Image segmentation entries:

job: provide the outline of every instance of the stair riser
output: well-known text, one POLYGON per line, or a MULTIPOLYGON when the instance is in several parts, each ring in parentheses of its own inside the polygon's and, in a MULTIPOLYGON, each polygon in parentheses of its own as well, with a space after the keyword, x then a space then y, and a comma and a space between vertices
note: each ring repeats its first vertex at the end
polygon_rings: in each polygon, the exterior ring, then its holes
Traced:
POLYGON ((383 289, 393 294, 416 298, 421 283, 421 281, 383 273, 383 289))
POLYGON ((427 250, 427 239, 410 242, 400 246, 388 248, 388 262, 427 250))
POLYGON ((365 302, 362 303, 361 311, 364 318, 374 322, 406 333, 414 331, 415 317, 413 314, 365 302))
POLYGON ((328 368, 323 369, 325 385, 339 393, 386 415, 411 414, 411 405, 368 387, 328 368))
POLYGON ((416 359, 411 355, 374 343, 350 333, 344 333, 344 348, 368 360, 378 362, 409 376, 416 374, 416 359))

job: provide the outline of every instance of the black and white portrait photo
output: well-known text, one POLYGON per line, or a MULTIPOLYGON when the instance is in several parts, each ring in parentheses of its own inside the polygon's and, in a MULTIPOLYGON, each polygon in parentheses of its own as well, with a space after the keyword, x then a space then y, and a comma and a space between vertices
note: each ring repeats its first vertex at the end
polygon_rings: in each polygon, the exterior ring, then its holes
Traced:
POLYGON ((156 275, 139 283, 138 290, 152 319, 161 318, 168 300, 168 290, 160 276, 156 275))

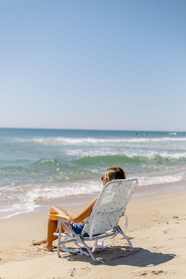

Directive —
Rewrite the records from the line containing "job: provide the outline of every instance of the black" through the end of the records, replacing "exterior ring" with "outer ring" and leaving everything else unchanged. Omit the pictures from your answer.

Reply —
job: provide the outline of every instance of the black and white portrait photo
output: well-known text, one POLYGON per line, or a MULTIPOLYGON when the instance is in several parts, each ring in parentheses of its own inside the polygon's and, in a MULTIPOLYGON, each polygon in parentheses of its own as well, with a space after the keyword, x then a space then y, and a comma and a space between vertices
note: each ring repeats its first vertex at the end
polygon_rings: in each polygon, the outer ring, then its holes
Traced:
POLYGON ((156 275, 139 283, 138 290, 152 319, 161 318, 168 300, 168 290, 160 276, 156 275))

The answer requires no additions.